- [Work to complete]
List every one of the lines below that contains the string "positive", matching case exactly.
****************
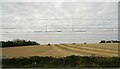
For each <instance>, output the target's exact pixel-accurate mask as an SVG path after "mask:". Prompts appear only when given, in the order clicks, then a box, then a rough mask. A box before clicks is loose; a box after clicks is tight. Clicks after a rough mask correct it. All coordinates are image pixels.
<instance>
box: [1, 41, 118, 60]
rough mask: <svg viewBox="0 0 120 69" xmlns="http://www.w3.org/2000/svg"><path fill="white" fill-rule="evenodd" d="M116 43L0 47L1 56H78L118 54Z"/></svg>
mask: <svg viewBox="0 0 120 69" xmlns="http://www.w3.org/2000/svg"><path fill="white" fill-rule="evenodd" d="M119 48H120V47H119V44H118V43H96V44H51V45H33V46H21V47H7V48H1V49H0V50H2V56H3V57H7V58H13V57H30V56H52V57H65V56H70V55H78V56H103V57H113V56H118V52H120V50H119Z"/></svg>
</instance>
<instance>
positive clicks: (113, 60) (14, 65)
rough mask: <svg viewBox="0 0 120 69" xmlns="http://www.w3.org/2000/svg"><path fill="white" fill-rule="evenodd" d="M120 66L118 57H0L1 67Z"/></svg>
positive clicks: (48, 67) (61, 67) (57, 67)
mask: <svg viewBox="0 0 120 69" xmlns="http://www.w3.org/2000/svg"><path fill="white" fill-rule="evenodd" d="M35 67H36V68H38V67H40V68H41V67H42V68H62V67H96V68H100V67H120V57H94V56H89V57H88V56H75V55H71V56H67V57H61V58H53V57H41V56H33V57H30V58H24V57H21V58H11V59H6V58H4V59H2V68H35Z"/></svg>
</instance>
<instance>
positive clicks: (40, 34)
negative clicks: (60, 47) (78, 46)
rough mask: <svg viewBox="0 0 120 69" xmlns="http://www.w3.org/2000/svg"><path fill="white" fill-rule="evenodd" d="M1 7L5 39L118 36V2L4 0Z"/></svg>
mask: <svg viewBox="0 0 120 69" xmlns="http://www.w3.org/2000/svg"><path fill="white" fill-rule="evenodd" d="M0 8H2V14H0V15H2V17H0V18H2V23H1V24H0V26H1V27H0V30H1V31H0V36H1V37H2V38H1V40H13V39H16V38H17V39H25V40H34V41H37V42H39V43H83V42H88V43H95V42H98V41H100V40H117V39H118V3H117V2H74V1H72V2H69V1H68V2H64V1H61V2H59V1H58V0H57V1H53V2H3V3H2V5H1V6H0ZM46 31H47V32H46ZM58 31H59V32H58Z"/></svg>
****************
- [Reply to the task]
positive clicks: (113, 60) (14, 65)
positive clicks: (48, 67) (61, 67) (57, 67)
positive clicks: (40, 34)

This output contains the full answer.